## REQUIRED TASKS
(a) In the piece on the Earth hexagram, why does the writer begin looking at kun as an inner trigram by noting how it isn't inner qian? Answer in one to three sentences.
(b) Extend the piece on the Earth hexagram from the point where it stops.

## PROVIDED TEXT
Earth inside (part 1)

Earth inside

The easiest way to get to grips with the first two hexagrams, for me, is always to think how much they're not each other. Qian, the creative force of heaven: nothing but solid lines, like the paths of sun, moon and stars across the sky. It moves without ceasing, and we can't change it - not by a millimeter or a millisecond. Kun, earth: nothing but open lines, like the soft earth ready to be shaped by roots, or water, or footprints, or hands, or the plough, to take the shape it's given and provide whatever is needed to bring the creative impulse to full expression.

So when I start looking at how kun works as an inner trigram, I notice first how it isn't inner qian. As an inner trigram, heaven might feel like your irreducible will, life force and creative drive: that part of you which will not be changed, or made to swerve or turn aside. So kun inside could be sustaining and realising power, something that provides the 'how' for the outer trigram; it can also be the power of responsiveness, even malleability.

Let's see…

Hexagram 2, Earth

Earth inside, earth outside: a whole broad expanse of open land waiting for footprints, like the way stretching out ahead of the noble one with 'somewhere to go' of the Oracle text, or the field for the mare:

'The mare is the earth's kindred spirit,
And wanders an earth with no borders.'

(Bradford Hatcher's translation of the Tuanzhuan)

I think the Image authors saw Hexagram 2 as soil:

'Power of the land: Earth.
A noble one, with generous de, carries all the beings.'

To quote myself

I wonder whether the Image authors might not have been looking down instead of out and across, and thinking of the depth of soil beneath their feet:

‘Power of the land: Earth.

## STORED ROWS
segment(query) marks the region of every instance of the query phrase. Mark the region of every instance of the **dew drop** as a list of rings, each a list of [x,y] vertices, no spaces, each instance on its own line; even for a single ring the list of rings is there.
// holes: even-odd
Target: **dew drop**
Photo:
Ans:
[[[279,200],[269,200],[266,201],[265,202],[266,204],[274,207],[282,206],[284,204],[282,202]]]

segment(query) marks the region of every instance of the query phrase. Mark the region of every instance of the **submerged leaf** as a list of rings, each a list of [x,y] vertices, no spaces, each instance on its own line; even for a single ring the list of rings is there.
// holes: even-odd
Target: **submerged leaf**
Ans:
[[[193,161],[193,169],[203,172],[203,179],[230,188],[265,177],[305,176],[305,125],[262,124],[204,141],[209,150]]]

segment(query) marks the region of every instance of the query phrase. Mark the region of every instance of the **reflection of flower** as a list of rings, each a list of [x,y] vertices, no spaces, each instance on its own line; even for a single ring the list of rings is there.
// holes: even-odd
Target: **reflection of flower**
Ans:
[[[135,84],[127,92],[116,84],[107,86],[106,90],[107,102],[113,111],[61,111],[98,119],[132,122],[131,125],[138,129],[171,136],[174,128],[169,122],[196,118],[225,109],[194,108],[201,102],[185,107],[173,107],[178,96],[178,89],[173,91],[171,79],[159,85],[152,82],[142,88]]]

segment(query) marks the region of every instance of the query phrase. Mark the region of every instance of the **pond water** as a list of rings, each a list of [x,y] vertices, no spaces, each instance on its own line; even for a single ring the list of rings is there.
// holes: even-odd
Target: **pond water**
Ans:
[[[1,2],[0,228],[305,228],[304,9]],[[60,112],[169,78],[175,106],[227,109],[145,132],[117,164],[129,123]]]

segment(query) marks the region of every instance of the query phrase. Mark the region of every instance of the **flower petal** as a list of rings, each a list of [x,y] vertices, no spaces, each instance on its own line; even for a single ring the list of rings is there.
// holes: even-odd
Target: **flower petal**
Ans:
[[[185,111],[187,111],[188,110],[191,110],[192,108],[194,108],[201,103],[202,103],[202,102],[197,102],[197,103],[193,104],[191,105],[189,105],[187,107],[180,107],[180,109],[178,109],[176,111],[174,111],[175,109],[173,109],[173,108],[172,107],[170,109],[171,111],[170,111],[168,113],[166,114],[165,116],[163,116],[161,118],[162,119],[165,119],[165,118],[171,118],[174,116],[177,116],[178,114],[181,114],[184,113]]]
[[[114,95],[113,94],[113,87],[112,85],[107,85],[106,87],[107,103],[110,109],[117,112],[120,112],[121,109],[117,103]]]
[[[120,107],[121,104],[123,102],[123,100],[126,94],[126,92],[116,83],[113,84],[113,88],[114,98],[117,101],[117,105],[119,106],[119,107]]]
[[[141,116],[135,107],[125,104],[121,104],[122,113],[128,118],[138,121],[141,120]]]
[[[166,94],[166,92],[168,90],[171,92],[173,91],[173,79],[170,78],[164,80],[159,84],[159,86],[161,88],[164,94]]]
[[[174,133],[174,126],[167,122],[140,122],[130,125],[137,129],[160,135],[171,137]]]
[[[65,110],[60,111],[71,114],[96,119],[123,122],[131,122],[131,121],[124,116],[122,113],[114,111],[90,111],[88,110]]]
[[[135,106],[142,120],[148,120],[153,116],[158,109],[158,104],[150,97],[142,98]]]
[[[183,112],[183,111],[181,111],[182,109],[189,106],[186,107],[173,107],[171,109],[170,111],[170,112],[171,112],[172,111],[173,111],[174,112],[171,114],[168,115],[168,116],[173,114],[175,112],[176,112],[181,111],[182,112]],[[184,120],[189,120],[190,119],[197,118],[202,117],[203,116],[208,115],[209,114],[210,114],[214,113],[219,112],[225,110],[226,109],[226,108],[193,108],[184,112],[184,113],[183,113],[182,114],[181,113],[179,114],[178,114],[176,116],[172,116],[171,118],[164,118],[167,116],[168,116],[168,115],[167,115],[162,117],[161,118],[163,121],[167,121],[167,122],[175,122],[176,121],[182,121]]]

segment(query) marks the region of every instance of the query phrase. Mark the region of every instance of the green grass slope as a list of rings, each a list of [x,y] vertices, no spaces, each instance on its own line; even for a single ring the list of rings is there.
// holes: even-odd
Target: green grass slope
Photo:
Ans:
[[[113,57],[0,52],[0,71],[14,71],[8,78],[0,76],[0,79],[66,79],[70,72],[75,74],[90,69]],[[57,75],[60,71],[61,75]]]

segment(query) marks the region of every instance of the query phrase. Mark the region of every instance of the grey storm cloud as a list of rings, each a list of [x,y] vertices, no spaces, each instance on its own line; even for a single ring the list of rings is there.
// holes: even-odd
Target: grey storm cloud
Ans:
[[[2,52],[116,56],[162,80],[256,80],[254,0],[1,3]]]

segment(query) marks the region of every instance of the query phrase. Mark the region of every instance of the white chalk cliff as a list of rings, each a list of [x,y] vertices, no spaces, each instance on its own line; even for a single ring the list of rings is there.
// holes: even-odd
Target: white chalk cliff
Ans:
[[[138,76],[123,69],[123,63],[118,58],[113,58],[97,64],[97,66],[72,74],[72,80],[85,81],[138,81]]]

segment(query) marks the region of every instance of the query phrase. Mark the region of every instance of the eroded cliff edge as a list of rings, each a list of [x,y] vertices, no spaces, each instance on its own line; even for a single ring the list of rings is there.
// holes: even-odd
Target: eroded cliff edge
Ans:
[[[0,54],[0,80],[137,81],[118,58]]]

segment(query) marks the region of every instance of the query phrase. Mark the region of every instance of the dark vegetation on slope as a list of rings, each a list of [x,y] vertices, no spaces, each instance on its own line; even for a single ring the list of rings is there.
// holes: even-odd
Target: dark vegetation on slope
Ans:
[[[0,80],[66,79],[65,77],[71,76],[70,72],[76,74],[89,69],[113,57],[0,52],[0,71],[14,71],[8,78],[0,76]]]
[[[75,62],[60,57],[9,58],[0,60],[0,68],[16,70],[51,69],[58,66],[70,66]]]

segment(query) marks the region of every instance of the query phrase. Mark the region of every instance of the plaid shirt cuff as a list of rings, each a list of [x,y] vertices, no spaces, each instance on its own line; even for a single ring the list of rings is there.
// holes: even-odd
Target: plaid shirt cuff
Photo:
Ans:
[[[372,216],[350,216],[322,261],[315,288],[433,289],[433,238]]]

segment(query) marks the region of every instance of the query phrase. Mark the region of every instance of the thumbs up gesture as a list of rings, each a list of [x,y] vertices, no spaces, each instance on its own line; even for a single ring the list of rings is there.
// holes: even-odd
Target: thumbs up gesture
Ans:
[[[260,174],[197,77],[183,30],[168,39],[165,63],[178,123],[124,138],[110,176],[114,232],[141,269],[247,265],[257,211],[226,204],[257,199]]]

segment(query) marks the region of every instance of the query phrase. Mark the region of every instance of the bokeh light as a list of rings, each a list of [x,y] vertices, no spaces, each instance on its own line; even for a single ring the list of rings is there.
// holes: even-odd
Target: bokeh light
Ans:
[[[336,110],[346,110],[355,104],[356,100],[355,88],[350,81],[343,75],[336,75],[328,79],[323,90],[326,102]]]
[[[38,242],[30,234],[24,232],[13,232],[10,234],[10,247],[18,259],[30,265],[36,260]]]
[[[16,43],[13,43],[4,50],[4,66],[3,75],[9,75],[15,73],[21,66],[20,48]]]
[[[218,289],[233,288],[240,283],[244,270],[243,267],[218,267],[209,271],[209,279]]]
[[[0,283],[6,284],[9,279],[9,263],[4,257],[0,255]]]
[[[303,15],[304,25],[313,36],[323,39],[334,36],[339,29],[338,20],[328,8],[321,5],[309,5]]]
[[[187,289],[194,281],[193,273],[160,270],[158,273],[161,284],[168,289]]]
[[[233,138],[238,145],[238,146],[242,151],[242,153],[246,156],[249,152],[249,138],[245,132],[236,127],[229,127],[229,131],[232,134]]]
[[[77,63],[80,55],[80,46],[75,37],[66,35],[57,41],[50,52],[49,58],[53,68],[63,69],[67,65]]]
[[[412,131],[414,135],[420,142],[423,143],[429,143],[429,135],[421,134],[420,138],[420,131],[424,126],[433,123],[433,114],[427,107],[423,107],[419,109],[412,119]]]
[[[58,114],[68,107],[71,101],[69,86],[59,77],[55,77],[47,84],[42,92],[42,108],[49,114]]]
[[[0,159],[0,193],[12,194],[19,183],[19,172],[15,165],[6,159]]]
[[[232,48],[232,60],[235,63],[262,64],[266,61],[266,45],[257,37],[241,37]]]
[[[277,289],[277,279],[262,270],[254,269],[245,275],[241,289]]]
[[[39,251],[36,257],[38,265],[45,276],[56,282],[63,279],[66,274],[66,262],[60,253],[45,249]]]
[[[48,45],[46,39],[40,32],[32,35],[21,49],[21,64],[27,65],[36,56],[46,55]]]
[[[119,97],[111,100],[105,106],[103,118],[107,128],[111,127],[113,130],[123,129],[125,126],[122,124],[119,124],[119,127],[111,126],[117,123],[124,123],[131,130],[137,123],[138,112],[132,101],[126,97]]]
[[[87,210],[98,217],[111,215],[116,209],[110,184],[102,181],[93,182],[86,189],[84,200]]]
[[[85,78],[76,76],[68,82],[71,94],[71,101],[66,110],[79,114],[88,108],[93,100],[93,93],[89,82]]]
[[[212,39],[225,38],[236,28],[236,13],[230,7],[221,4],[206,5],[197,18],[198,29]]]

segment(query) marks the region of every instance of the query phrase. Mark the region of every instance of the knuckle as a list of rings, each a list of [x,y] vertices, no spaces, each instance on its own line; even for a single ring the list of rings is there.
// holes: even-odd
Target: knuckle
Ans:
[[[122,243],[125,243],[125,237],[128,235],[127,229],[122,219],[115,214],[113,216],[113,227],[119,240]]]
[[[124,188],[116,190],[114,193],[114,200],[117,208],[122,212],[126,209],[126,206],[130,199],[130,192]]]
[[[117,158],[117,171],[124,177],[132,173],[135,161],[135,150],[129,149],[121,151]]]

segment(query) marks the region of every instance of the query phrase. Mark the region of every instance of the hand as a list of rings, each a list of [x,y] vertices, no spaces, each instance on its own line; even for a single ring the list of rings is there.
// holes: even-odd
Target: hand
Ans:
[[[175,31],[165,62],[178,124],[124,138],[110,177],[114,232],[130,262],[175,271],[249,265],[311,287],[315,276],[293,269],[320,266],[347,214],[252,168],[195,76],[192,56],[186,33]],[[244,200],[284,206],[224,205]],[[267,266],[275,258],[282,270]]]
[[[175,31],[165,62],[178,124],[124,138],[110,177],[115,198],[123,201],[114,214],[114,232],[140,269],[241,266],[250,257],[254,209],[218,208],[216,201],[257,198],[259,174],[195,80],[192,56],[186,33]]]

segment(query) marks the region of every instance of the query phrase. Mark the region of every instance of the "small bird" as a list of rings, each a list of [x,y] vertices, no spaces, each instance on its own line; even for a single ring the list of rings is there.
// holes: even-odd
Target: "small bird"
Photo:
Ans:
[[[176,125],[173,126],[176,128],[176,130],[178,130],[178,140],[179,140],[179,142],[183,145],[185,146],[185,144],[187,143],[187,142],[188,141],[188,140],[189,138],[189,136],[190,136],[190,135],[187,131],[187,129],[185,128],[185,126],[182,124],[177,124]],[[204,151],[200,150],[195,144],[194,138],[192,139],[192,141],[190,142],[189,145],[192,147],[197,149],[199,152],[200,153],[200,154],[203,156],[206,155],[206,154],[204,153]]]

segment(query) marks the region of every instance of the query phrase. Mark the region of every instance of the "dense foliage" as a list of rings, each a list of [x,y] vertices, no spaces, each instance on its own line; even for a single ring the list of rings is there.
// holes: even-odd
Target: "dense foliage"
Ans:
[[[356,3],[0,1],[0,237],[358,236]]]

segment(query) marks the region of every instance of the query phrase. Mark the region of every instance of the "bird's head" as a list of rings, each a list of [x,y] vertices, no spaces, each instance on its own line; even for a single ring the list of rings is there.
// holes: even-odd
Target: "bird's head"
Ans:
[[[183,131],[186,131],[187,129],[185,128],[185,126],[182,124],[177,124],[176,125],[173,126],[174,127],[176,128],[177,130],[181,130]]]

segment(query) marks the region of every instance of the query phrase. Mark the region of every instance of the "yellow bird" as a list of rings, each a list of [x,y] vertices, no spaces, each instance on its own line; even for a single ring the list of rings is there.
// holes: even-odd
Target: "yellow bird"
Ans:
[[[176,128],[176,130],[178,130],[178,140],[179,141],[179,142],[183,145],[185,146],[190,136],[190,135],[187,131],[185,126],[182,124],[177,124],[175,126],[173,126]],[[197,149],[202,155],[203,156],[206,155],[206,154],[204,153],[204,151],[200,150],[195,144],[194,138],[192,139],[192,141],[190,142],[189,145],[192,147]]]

## OUTPUTS FOR THE TASKS
(a) For the writer, the easiest way to get to grips with the first two hexagrams is always to think how much they're not each other. So the writer first contrasts kun inside with qian inside.

(b)
A noble one, with generous character, carries all the beings.’

地勢坤,君子以厚德載物

‘Soil power’! The word for power, shi 勢, is a lovely choice: its component parts are ‘strength’ and ‘agriculture’ – a component (purely phonetic, apparently!) that shows a person kneeling to plant a seedling. In many old versions of the character, they’re holding the plant up above head height, in a way that – to my very-amateur-gardener’s soul – seems like something between exultation and prayer. (‘Look, it’s growing! Can the pigeons please not eat it?’)

And the noble one, mirroring the power of the land, has ‘generous character’, 厚德 hou de – where hou also means thick, deep, dense, profound and weighty. The six broken lines of the hexagram start to look like really deep, rich soil – not just a dusty layer that could blow away. This deep kindness will carry all beings.

Generous de (character/ virtue/ power) is like good earth: all six broken lines, open and friable, with no rocks to dig through. And this power is ready to carry everything - literally to be loaded up like a wagon. That gives me the sense not only of earth's readiness to lend support, but also of carrying things forward, to their natural destination. Qian might bring the 'what' - or maybe more the 'why' - but kun will provide the 'how'.

Hexagram 8, Seeking Union, Belonging

Earth inside, with water running over it.

'Seeking union, good fortune.
At the origin of oracle consultation,
From the source, ever-flowing constancy.
No mistake.
Realms not at peace are coming.
For the latecomer, pitfall.'

What could be the role of earth here?

It could be the water's source: perhaps water is welling up from the earth, like the 'origin of oracle consultation' in inner openness. (Look at where we've come from in the Sequence, too.) Earth could be your willingness to be guided, and the unfortunate latecomer was just not available enough.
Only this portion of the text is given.